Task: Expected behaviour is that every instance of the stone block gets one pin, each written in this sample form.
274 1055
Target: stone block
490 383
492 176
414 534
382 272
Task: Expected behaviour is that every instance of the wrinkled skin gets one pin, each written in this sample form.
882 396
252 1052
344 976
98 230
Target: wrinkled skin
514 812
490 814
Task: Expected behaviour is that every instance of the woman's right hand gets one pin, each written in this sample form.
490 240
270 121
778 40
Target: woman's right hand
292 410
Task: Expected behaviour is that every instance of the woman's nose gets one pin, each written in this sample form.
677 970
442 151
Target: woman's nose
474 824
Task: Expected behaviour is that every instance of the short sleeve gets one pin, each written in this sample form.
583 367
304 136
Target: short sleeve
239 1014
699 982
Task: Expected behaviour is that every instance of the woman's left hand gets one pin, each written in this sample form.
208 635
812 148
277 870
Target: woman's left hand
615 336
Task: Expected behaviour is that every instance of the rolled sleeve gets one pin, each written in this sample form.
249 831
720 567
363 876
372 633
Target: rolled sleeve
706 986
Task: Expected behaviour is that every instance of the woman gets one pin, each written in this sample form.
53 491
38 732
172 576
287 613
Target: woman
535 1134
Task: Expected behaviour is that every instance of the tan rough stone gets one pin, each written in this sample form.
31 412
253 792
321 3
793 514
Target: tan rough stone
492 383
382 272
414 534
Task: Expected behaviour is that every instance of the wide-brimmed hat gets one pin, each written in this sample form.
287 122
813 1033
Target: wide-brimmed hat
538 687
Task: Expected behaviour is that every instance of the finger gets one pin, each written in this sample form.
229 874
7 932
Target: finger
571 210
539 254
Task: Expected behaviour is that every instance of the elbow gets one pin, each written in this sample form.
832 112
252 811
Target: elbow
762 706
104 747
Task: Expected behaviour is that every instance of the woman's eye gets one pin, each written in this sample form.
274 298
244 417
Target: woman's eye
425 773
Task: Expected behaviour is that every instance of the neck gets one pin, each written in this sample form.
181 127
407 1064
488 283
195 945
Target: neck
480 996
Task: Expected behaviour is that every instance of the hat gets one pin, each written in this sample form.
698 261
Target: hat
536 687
◆ ◆ ◆ ◆ ◆
▸ **Stated exercise**:
Set down the listing above in full, please, exactly as it appears.

▸ **The solution**:
Task: Expected behaviour is that every instance of the stone block gets one pin, each written in this sample form.
274 1055
Target: stone block
490 383
492 176
414 534
382 272
Task: Expected behaviour is that every instance of the wrinkled skin gets one pin, each written in this sample form.
882 396
252 1052
344 976
98 230
Target: wrinkled skin
514 812
490 814
Task: Expected behaviour is that every instance of the woman's right hand gets one pin, each written in this sample form.
490 240
270 121
778 40
Target: woman's right hand
292 410
Task: Expected behaviour is that every instance of the woman's nose gets one pin, each written in this sample form.
677 970
442 151
Target: woman's nose
474 824
Task: Expected behaviour is that every instance of the short sleeve gets one pin, each written in this sample form.
583 367
304 136
Target: short sleeve
239 1014
699 982
Task: Expected behaviour is that every instance of the woman's left hand gets one pin, each written in this sample form.
208 635
812 148
277 870
Target: woman's left hand
615 336
Task: Expected behaviour is that every instance of the rolled sleeve gets one pin, each written in this sample form.
249 831
720 567
363 876
372 633
Target: rolled sleeve
706 986
Task: Expected behaviour is that every instance of the woman gets one pin, each written in this sample form.
53 491
38 732
172 576
287 613
Target: woman
535 1134
Task: Expected behaviour is that every instance of the tan rough stone gets one pin, each written in this sample form.
31 412
253 792
321 3
793 514
Target: tan rough stone
492 383
382 272
414 534
Task: Expected behaviour is that every instance of the wide-brimmed hat gets one pin, each written in this sample form.
287 122
813 1033
Target: wide-brimmed hat
538 687
Task: Expected behaviour is that every instance of the finger gets one pin, each written in this sample form.
229 874
7 932
Target: finger
571 210
539 254
Task: Expected behaviour is that every instance of the elbow gets one pin, each written in this sample form.
832 112
252 811
Target: elbow
762 706
104 747
Task: Expected behaviour is that every instance of the woman's eye gets one pin, each written in this sample form.
274 298
244 417
Target: woman's eye
425 773
Task: Expected behaviour is that every instance of the neck gets one pin, each written in this sample form.
181 127
407 1064
488 283
195 945
Target: neck
480 996
Task: Expected behaviour is that every instance of the hat gets one pin, each written in this sample form.
698 261
Target: hat
536 687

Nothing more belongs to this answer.